* _What is required_:
Please reproduce the comments below about Microsoft and IP Innovation word for word, from the first line through the last, leaving out the data that follows them.

* _Extracted text_:
########################################
Yes, Microsoft is a big company. Yes, it is easy to find ex-microsoftian in some other company. But did IP Innovation hired some engineer or programmer? No, they hired some relatively high-ranking ex-employees.
Of course, Groklaw did not find any evidence that would be acceptable in court. But did you expect from them to hire a detective and steal some secret memo from Microsoft? They pointed out a possible connection between two companies and it doesn’t look like coincidence.
Nonsense? Pull the other one, it’s got bells on it 😉
Your whole article is based on the premises that the simplest explanation, i.e. yours, is naturally the most logical, ergo O.R.
Sure, you point out, and rightly so, that in most western legal systems one is innocent until proven guilty but the main gist of your article can easily be discerned as hinging on the above mentioned razor.
Besides that, it seems that I misinterpreted h3rman’s comment as taking a swipe at your article. My bad!
Frankly, I was not trying or even aspiring to take apart the article as a whole, I was merely reacting to your fondness of O.R. and the way you seem to apply that here and elsewhere in your writings.
Any impression of me taking something out of context was unintentional, and I don’t think I did that.
Maybe I did have to go on a bit.
########################################
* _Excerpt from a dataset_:
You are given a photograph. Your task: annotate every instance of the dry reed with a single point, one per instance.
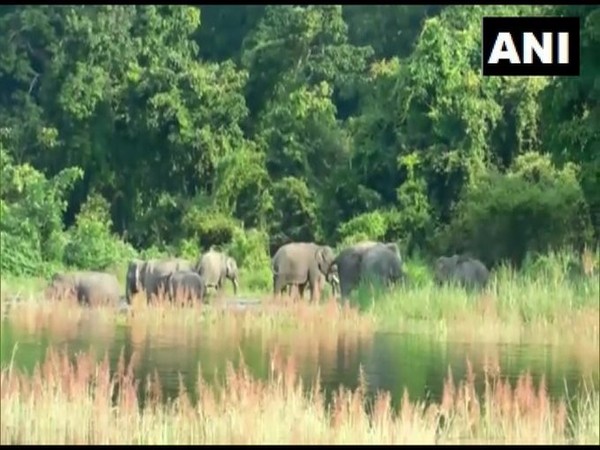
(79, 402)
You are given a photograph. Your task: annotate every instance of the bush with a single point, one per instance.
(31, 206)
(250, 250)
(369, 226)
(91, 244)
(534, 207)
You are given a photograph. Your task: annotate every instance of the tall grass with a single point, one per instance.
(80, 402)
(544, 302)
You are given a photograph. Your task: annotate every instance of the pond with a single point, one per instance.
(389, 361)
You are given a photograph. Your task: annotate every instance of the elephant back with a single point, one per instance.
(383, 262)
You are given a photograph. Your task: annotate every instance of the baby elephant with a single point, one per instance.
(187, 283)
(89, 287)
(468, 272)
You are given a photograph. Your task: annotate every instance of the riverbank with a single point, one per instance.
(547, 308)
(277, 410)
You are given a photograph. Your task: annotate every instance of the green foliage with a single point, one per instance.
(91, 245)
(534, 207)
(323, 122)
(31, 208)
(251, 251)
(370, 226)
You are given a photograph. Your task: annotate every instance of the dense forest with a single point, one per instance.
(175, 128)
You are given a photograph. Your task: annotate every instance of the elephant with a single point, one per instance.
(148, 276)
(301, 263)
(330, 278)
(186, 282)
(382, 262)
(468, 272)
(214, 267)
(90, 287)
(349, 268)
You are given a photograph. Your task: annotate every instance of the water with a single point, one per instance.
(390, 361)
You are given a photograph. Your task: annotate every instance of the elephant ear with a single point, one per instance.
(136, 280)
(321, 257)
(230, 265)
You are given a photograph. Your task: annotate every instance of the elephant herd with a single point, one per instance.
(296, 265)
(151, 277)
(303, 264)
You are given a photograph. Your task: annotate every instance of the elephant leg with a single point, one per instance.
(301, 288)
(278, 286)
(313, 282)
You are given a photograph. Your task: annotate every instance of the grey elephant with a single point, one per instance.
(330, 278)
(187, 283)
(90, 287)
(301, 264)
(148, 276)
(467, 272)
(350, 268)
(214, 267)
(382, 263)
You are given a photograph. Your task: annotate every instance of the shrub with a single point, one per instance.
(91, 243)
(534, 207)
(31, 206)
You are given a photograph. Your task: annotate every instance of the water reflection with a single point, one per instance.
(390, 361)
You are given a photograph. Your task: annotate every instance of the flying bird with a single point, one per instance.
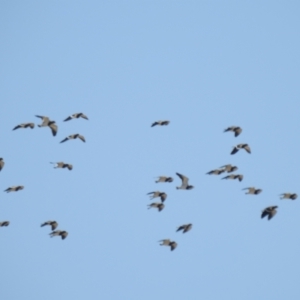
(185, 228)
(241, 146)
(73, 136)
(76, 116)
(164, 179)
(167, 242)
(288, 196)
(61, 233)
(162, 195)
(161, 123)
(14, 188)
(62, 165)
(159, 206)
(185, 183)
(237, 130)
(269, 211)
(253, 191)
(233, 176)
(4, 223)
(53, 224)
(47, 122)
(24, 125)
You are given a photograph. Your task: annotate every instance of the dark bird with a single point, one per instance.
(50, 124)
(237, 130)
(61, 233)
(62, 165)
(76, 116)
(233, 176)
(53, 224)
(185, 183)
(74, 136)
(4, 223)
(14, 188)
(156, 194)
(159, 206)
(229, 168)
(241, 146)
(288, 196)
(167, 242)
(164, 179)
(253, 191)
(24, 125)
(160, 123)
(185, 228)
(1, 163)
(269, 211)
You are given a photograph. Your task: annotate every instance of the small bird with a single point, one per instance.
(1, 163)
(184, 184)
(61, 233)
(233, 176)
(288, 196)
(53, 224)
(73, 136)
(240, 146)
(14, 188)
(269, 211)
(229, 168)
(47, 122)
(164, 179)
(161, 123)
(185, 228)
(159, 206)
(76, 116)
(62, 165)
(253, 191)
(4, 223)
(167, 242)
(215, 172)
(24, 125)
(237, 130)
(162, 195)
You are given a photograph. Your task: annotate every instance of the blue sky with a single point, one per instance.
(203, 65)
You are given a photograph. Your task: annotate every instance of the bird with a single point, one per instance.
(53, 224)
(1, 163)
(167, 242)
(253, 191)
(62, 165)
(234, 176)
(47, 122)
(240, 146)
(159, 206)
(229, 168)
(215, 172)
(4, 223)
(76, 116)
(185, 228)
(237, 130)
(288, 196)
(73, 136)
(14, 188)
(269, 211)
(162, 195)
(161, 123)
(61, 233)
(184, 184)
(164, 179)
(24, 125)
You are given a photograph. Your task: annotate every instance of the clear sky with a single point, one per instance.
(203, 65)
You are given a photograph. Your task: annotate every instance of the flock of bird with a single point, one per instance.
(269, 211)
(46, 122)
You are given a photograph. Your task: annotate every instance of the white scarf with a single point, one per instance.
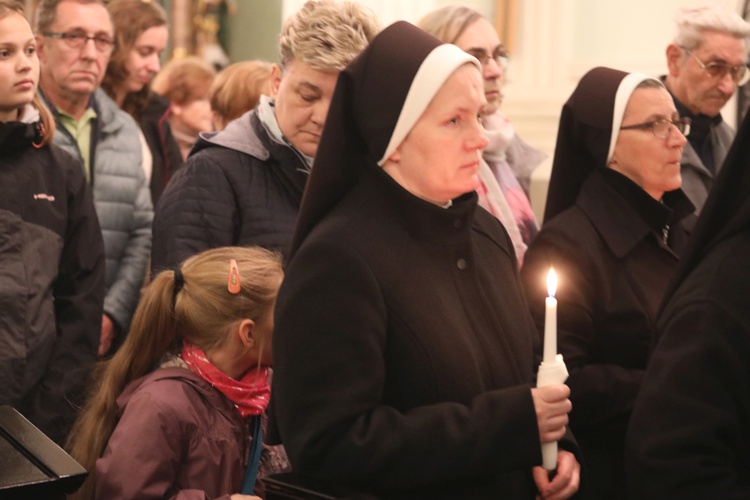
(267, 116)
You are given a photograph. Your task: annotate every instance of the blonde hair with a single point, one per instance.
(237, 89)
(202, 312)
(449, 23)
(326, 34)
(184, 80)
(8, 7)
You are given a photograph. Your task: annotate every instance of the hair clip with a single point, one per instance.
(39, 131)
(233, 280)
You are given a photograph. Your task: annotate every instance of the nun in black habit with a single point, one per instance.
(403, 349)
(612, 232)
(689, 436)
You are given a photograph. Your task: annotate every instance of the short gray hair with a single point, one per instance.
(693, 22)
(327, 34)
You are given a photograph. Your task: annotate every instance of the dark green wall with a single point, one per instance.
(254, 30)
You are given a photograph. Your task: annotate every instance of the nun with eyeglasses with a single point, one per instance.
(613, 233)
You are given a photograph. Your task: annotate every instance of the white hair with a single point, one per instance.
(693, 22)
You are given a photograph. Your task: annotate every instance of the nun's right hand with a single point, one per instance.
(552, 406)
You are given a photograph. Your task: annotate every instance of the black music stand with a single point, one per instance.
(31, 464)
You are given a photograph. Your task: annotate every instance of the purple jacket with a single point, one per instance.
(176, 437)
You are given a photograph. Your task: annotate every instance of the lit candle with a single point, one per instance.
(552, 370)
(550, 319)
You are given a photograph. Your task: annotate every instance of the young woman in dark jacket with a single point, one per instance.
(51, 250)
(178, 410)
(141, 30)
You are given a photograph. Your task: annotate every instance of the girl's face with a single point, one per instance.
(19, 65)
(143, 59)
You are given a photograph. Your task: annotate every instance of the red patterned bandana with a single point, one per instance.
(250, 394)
########################################
* _Solution to the exercise_:
Yes, Microsoft is a big company. Yes, it is easy to find ex-microsoftian in some other company. But did IP Innovation hired some engineer or programmer? No, they hired some relatively high-ranking ex-employees.
Of course, Groklaw did not find any evidence that would be acceptable in court. But did you expect from them to hire a detective and steal some secret memo from Microsoft? They pointed out a possible connection between two companies and it doesn’t look like coincidence.
Nonsense? Pull the other one, it’s got bells on it 😉
Your whole article is based on the premises that the simplest explanation, i.e. yours, is naturally the most logical, ergo O.R.
Sure, you point out, and rightly so, that in most western legal systems one is innocent until proven guilty but the main gist of your article can easily be discerned as hinging on the above mentioned razor.
Besides that, it seems that I misinterpreted h3rman’s comment as taking a swipe at your article. My bad!
Frankly, I was not trying or even aspiring to take apart the article as a whole, I was merely reacting to your fondness of O.R. and the way you seem to apply that here and elsewhere in your writings.
Any impression of me taking something out of context was unintentional, and I don’t think I did that.
Maybe I did have to go on a bit.